**WHAT NEEDS TO BE DONE**
Copy every line in full, starting at the line that contains "Indicate the slate" and ending at the last line below, and raise each coordinate in the answers by 70.

**STORED ROWS**
####

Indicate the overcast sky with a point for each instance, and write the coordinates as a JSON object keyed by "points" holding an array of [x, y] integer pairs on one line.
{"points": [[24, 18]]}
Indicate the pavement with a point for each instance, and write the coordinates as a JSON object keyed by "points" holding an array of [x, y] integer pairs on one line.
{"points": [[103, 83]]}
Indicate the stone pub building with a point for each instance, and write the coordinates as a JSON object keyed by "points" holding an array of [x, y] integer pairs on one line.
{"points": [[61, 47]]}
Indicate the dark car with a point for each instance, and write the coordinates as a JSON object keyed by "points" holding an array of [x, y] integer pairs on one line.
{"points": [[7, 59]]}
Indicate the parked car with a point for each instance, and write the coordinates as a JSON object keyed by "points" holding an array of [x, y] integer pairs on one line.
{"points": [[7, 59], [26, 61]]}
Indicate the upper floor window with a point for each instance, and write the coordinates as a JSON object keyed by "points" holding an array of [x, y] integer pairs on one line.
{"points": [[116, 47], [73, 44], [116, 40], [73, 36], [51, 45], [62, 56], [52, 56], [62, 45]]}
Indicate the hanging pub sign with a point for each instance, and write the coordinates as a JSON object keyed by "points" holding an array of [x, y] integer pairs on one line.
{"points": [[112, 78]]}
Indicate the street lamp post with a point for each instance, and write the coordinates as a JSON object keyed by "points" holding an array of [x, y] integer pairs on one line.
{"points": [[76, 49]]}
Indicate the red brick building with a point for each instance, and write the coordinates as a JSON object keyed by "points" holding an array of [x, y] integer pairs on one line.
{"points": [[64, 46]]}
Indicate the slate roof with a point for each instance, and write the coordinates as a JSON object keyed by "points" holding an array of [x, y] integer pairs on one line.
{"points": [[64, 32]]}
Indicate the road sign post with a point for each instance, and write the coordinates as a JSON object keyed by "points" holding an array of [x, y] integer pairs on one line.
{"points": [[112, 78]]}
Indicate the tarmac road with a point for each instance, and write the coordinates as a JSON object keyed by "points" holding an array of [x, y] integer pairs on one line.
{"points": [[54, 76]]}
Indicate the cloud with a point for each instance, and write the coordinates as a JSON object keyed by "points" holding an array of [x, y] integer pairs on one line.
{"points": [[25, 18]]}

####

**COMPLETED TASK**
Indicate the slate roof with a point for each instance, and write the coordinates as a JSON object keyed by "points" holding an array of [x, y] integer pairs on one line.
{"points": [[134, 102]]}
Indicate the road sign post with a point for each instance, and write the coordinates as a JSON object keyed by "points" holding an array of [x, y] integer pairs on one line.
{"points": [[182, 148]]}
Indicate the tarmac road with a point for each instance, and write the coordinates as a JSON object keyed by "points" holding an array of [x, y] integer pairs on one line.
{"points": [[124, 146]]}
Indicate the cloud with a point for each instance, and write the coordinates as a JSON object keyed by "points" holding an array of [x, y] integer pairs on one line.
{"points": [[95, 88]]}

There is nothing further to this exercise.